╭─ Quoted passage

DTDs cannot define and enforce a list of allowed characters, but publishers need to specify which characters are allowed in order to avoid publishing systems encountering characters that they are unprepared for and cannot render. This user guide is therefore the definitive source of the rules concerning this matter.
An XML document conforming to the TFJA DTD must specify the "UTF-8" encoding system, which encodes characters from the Unicode character set. But this is a huge character set, and not all of the characters within it can be supported by the suppliers Taylor & Francis use to publish articles. A subset of the Unicode character set is specified using the rules below:
| |
- |
All non-control characters from the "ISO 646" character set (essentially, US ASCII except for the currency symbol) can be entered directly (see list below).
|
| |
- |
Characters outside of the ISO 646 set must not be entered directly (it is therefore not possible to arbitrarily insert any Unicode character).
|
| |
- |
Characters outside of the ISO 646 set must be entered as references to entities that are defined in the TFJA DTD if the TFJA DTD has an entity defined for the character.

╰─
╭─ Data provided

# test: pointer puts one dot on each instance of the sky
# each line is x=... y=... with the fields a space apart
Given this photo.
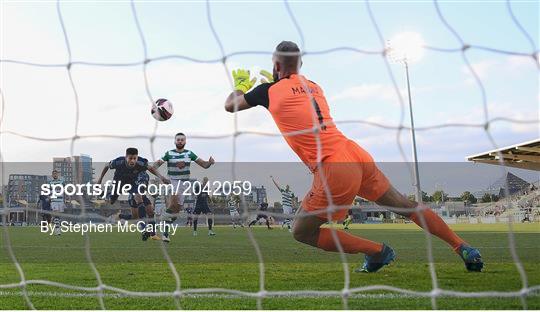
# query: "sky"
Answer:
x=40 y=102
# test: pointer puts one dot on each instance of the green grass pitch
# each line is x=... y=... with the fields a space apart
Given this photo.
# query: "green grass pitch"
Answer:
x=228 y=260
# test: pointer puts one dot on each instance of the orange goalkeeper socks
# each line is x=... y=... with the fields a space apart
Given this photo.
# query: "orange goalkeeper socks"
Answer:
x=350 y=243
x=436 y=226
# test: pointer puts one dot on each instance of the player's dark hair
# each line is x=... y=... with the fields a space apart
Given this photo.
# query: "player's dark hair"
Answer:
x=132 y=151
x=288 y=55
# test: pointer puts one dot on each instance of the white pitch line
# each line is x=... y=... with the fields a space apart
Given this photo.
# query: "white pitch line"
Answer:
x=57 y=294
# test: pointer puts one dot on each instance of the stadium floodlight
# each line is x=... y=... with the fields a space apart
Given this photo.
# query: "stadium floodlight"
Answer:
x=404 y=48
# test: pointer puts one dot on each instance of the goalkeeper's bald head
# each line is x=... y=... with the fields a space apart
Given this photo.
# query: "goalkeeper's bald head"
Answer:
x=287 y=59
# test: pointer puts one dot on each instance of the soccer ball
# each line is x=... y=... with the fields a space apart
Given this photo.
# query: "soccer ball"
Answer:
x=162 y=110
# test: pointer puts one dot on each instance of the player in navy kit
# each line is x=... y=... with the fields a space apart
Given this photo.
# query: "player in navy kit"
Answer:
x=131 y=170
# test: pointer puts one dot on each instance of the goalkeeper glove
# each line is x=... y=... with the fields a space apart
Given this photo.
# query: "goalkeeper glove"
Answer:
x=241 y=80
x=267 y=76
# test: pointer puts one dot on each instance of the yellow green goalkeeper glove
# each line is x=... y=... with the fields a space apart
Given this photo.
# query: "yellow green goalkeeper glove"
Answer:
x=242 y=81
x=267 y=76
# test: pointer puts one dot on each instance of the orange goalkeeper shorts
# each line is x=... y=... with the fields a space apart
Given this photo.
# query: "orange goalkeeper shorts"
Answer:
x=341 y=177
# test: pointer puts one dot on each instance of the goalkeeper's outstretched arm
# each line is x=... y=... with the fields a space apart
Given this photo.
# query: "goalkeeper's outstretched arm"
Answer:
x=236 y=102
x=242 y=83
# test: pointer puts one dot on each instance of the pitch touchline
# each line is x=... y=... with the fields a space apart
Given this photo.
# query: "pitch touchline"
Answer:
x=219 y=296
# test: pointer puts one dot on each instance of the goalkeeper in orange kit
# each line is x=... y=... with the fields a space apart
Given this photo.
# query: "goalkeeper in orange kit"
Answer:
x=339 y=165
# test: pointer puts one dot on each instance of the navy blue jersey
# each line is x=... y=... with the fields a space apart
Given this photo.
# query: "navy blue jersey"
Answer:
x=125 y=173
x=45 y=202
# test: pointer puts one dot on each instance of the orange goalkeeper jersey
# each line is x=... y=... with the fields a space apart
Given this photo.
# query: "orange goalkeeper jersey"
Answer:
x=298 y=106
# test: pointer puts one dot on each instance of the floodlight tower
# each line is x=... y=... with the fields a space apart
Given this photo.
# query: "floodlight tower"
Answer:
x=405 y=48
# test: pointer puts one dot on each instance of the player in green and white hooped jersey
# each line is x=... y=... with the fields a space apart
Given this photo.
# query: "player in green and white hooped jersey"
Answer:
x=286 y=202
x=57 y=203
x=178 y=169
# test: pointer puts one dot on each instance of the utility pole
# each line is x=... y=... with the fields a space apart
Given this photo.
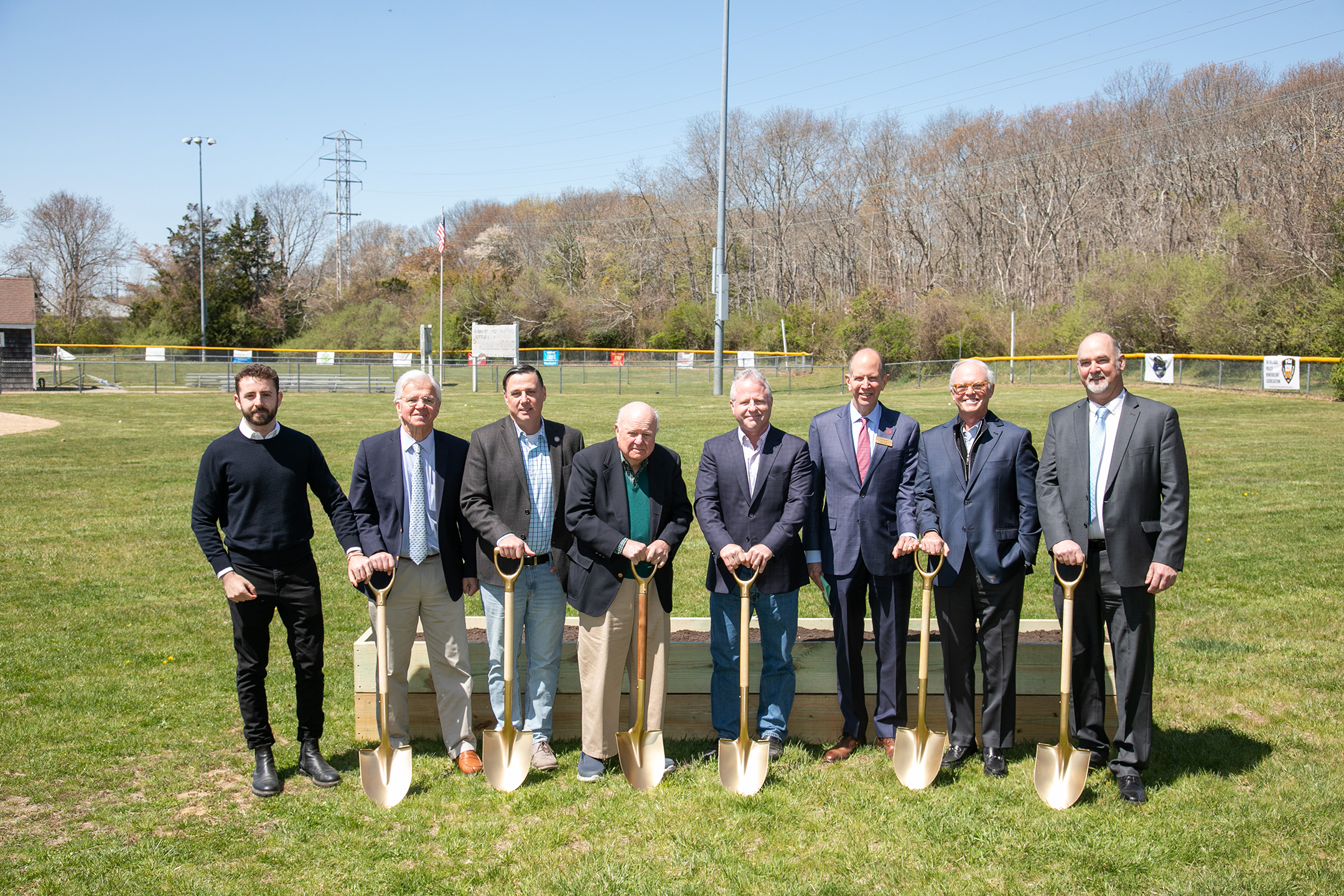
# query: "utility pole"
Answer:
x=343 y=157
x=200 y=218
x=721 y=274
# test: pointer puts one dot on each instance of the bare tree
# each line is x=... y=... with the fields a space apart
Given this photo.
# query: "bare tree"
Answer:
x=69 y=245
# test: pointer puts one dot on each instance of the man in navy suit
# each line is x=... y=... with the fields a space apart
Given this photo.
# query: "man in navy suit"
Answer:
x=978 y=506
x=752 y=496
x=405 y=495
x=861 y=528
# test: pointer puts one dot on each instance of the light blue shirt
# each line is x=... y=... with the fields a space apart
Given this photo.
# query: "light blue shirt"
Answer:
x=426 y=470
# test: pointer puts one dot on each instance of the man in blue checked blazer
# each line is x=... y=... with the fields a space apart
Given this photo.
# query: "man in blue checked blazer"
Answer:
x=752 y=496
x=861 y=528
x=978 y=505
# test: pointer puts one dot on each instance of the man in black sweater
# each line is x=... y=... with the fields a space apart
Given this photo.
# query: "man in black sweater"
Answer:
x=253 y=484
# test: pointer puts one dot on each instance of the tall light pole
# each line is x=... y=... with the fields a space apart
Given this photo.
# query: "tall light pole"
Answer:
x=200 y=215
x=721 y=274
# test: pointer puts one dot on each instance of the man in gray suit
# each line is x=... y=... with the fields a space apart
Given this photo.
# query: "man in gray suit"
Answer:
x=978 y=506
x=514 y=496
x=1113 y=489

╰─

What you need to do:
[1] Answer these questions about the TFJA character guide:
(a) Which encoding must an XML document conforming to the TFJA DTD specify?
(b) Which characters can be entered directly?
(c) How must a character outside the ISO 646 set be entered when the TFJA DTD has an entity defined for it?
[2] Carry on the TFJA character guide from its final sentence, writing the next part in the same style.

Answers in order:
[1]
(a) UTF-8
(b) All non-control characters from the ISO 646 character set
(c) As a reference to the entity defined in the TFJA DTD

[2]
|
| |
- |
Characters outside of the ISO 646 set and not defined in the TFJA DTD must be represented as hexadecimal or decimal character entities using the correct Unicode value for the character, for example "ت" (arabic letter teh).
|
| |
- |
Entities must not be defined within the internal DTD subset to represent characters not available in the TFJA DTD or Unicode.
|
Keyboard Characters
The allowed characters from ISO 646 are (in character code order):
!"#%&'()*+,-./
0123456789
:;<=>?@
ABCDEFGHIJKLMNOPQRSTUVWXYZ
[\]^_`
abcdefghijklmnopqrstuvwxyz
{|}~
In addition to this set, legal XML whitespace characters are allowed. Legal XML whitespace characters are:
#x20 (space)
#x9 (tab)
#xD (carriage return)
#xA (line feed)
All XML documents that adhere to the TFJA DTD must follow the rules above. It is legal for processes that output a new XML Document from the original tagged document to convert entities to other legal XML forms, such as Unicode characters, or character entity references, but any manual edits made to such a derived document should obey the rules above.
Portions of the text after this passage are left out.